Description of the task.
Rewrite the listing below, swapping every "deepest" for "farthest" and leaving everything else unchanged.

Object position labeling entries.
===

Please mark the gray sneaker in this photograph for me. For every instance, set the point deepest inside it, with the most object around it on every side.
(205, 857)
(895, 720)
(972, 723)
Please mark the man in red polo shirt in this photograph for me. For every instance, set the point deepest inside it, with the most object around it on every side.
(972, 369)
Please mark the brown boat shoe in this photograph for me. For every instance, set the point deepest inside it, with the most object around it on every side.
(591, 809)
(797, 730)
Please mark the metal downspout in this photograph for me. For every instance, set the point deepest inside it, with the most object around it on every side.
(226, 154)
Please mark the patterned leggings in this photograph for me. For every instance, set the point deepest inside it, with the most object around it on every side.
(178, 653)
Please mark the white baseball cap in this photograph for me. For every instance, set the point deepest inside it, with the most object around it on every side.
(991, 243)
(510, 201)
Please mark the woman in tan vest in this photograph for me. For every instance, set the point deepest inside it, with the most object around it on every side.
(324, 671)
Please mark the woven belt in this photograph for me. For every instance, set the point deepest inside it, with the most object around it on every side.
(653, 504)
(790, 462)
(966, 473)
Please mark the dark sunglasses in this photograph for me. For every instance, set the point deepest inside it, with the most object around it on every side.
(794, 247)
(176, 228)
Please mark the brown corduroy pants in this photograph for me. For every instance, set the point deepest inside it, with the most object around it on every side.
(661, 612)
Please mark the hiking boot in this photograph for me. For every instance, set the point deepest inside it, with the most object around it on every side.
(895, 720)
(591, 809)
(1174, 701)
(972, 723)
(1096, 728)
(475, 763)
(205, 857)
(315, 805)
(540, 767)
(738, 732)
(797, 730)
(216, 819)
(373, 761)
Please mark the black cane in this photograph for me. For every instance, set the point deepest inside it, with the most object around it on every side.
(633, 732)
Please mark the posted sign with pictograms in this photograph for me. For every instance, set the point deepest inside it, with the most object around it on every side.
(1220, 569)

===

The reply.
Please mark the gray sneaker in this photograph for me. For every instance, set the point farthest inside it, with the most object around it on every side.
(205, 857)
(895, 720)
(972, 723)
Please mark the man in red polo shirt in this photograph for me. For every instance, set the point farthest inside it, with the most object around it on every side.
(972, 369)
Please mark the brown boat shoe in this photograph for me. For every instance, set the point farthest inside it, with the most object around it on every side.
(591, 809)
(797, 730)
Please mark the metal downspout in this photograph for me. For every instance, set the point farthest inside it, with the most object around it on every side.
(226, 154)
Please mark the patterned leggings in this photograph for me. For every instance, set the point farthest inside it, with the most object around it on every side.
(178, 653)
Please mark the white baseball cap in this photograph for me. For every instance, set the point farthest inside it, with the most object around it on every side.
(991, 243)
(510, 201)
Please mark the woman in tan vest in this photograph for me. For every instance, set the point farthest inside it, with the most object around it on every side.
(324, 671)
Please mark the woven belt in this photograph for me. For every instance, set the point farthest inside it, with the most object around it on every side.
(653, 504)
(790, 462)
(966, 473)
Please mark the dark sunglasses in this photograph for me. For every instance, set the point farthest inside it, with the most object around it on every side.
(794, 247)
(176, 228)
Please mark the brown corduroy pants in this photograph for me. For every instance, set the point farthest inside it, with the most object around it on every side.
(661, 612)
Please mark the hiking boot in this photograph for me. For every instance, set the point farthest inside it, with the most object around it on every side.
(895, 720)
(591, 809)
(1174, 701)
(972, 723)
(1096, 728)
(475, 763)
(205, 857)
(315, 805)
(540, 767)
(738, 732)
(797, 730)
(216, 819)
(373, 761)
Please mark the black cane in this photograph for me. For every instance, set the point farthest inside it, with the most object around it on every side.
(633, 732)
Please mark the posted sign with pictograms in this photograph for me. For every instance, set the point farthest inside it, with the most object around it on every side.
(1220, 569)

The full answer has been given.